COMPITO ASSEGNATO: Per favore, ricopia per intero e senza alcuna modifica il testo sulla psicoterapia d'ambiente.

**** TESTO DA ANALIZZARE

Un terzo argomento scientifico che egli coltivò con interesse nelle pratiche applicazioni del suo ospedale, era quello della psicoterapia d'ambiente secondo le nuove teorizzazioni che riprendevano e rielaboravano i più antichi concetti del non restraint, applicandoli a quelli aggiornati di ergoterapia. Nel lavoro La psicoterapia d'ambiente e individuale, complemento delle cure psichiatriche moderne (in Rass. di studi psichiatrici, XLI [1952], pp. 1220-1227), egli insisteva sulla dimensione organizzativa della vita d'ospedale, del trattamento, delle sfumature dell'assistenza e comportamenti del personale medico e infermieristico. In realtà questo particolare settore di impegno è quello che maggiormente si lega all'azione del F. come direttore e organizzatore di ospedale: egli operò infatti sempre per dare al paziente psichiatrico la dignità di malato e per superare i meccanismi di emarginazione che ancora gravavano pesantemente sulla malattia mentale e sui luoghi delle sue cure. Erano comunque le linee di uno sviluppo che già allora cominciava a essere fortemente contestato dal nascente movimento antipsichiatrico e che in breve tempo sarebbe poi stato messo definitivamente in crisi, in Italia, fino a giungere, nel 1978, alla chiusura degli ospedali psichiatrici.

********
**** ESTRATTO DEL DATASET

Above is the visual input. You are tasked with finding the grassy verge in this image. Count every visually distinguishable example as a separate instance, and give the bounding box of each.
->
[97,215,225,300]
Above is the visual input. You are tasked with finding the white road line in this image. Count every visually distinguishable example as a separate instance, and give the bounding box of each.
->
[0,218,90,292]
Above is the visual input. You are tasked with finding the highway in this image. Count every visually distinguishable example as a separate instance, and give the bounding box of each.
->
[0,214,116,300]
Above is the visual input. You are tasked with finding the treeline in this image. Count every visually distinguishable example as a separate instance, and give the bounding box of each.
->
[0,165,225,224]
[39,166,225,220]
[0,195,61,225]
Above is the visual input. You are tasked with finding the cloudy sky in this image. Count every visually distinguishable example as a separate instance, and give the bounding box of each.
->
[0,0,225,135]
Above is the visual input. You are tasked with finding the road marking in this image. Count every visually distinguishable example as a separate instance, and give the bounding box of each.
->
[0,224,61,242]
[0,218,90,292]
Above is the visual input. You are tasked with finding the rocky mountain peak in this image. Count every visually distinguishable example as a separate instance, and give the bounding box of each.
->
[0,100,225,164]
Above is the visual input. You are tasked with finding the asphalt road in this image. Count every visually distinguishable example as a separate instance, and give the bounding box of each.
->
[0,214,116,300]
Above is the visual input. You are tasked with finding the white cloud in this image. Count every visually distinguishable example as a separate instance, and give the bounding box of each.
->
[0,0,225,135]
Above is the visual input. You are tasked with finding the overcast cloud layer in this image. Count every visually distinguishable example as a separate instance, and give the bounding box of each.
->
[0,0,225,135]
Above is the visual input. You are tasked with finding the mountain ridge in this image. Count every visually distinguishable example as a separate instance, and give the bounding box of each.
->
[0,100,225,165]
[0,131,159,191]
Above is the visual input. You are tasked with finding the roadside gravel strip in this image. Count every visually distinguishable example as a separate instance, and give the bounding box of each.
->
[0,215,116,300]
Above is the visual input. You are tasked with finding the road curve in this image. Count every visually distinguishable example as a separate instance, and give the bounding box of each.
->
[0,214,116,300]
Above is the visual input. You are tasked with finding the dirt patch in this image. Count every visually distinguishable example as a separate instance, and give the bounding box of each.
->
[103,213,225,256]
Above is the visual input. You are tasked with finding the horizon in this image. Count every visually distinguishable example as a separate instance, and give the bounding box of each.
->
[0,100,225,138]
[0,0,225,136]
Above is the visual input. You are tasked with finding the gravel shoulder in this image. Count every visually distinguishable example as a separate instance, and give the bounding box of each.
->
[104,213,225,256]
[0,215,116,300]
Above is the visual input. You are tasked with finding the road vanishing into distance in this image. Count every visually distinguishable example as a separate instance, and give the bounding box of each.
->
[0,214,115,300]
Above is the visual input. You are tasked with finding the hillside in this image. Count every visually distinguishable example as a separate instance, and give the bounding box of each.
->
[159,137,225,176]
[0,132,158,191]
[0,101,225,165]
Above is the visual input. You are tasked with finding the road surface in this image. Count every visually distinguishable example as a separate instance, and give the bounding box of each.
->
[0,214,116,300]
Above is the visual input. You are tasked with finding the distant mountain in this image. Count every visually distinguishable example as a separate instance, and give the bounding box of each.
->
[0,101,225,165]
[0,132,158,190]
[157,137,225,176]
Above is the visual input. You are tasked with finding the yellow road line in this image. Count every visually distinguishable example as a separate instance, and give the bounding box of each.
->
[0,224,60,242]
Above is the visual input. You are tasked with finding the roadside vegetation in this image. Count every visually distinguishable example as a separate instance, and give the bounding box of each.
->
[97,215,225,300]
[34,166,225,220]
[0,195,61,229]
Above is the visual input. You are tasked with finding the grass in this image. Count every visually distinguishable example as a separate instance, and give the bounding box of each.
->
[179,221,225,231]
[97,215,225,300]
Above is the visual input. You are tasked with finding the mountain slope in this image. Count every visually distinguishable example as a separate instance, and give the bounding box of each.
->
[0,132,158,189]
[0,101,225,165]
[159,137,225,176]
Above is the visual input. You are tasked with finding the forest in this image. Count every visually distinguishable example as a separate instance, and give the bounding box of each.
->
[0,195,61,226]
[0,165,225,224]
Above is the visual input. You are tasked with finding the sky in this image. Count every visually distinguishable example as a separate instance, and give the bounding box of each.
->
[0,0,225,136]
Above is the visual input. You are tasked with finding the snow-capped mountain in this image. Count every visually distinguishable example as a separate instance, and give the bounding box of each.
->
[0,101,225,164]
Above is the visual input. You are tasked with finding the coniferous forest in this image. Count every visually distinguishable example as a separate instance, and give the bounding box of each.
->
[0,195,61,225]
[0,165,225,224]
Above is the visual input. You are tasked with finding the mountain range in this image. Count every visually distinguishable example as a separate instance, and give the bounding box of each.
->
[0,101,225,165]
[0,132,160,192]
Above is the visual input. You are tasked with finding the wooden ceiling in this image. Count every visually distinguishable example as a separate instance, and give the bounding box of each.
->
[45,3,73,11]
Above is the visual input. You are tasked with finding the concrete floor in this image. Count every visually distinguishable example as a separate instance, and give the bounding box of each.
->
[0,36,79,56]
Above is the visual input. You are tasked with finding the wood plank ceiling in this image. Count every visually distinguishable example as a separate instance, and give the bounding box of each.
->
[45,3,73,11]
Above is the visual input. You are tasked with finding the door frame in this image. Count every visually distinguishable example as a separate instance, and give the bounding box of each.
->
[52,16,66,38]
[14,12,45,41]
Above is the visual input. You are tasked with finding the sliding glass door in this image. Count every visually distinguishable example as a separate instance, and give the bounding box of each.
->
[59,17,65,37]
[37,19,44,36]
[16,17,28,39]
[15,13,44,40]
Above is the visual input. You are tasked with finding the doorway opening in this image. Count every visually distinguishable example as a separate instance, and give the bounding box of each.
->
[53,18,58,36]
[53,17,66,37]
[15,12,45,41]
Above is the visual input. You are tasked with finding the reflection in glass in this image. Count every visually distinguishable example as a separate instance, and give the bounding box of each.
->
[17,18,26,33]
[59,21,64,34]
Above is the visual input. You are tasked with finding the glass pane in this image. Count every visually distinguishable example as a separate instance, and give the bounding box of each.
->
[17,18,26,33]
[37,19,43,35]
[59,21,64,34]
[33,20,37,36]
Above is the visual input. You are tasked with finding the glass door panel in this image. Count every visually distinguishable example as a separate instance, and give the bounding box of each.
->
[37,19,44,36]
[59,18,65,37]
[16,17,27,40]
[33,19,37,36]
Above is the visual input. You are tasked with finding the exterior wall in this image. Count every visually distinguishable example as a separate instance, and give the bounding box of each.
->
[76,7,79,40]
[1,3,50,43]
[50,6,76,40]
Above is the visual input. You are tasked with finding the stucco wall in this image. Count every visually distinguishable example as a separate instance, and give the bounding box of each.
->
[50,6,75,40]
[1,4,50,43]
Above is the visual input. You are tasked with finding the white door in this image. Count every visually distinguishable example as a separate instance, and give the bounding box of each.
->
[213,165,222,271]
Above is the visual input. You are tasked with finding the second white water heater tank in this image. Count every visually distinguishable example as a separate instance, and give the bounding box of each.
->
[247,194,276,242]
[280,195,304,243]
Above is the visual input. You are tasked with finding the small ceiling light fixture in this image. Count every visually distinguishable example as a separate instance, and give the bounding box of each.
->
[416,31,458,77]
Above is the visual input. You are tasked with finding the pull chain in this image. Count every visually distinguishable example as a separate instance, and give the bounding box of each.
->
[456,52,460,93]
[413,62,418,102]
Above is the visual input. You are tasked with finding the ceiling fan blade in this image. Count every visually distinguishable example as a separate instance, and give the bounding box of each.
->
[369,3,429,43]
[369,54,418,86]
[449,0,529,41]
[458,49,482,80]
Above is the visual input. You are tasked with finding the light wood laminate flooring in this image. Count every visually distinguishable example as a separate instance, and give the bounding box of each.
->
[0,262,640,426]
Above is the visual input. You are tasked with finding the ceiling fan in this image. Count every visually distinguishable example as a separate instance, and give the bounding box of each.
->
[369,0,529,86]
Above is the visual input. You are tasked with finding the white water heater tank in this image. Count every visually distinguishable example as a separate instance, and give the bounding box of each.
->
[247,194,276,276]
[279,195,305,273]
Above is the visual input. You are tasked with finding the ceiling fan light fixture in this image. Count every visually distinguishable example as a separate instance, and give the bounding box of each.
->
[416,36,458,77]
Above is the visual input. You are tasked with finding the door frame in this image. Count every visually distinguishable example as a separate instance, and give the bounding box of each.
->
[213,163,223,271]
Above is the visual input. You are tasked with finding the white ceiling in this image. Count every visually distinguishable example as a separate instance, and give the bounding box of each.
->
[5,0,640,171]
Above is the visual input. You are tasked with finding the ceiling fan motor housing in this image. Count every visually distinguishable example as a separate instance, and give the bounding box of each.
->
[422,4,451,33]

********

COMPITO SVOLTO:
Un terzo argomento scientifico che egli coltivò con interesse nelle pratiche applicazioni del suo ospedale, era quello della psicoterapia d'ambiente secondo le nuove teorizzazioni che riprendevano e rielaboravano i più antichi concetti del non restraint, applicandoli a quelli aggiornati di ergoterapia. Nel lavoro La psicoterapia d'ambiente e individuale, complemento delle cure psichiatriche moderne (in Rass. di studi psichiatrici, XLI [1952], pp. 1220-1227), egli insisteva sulla dimensione organizzativa della vita d'ospedale, del trattamento, delle sfumature dell'assistenza e comportamenti del personale medico e infermieristico. In realtà questo particolare settore di impegno è quello che maggiormente si lega all'azione del F. come direttore e organizzatore di ospedale: egli operò infatti sempre per dare al paziente psichiatrico la dignità di malato e per superare i meccanismi di emarginazione che ancora gravavano pesantemente sulla malattia mentale e sui luoghi delle sue cure. Erano comunque le linee di uno sviluppo che già allora cominciava a essere fortemente contestato dal nascente movimento antipsichiatrico e che in breve tempo sarebbe poi stato messo definitivamente in crisi, in Italia, fino a giungere, nel 1978, alla chiusura degli ospedali psichiatrici.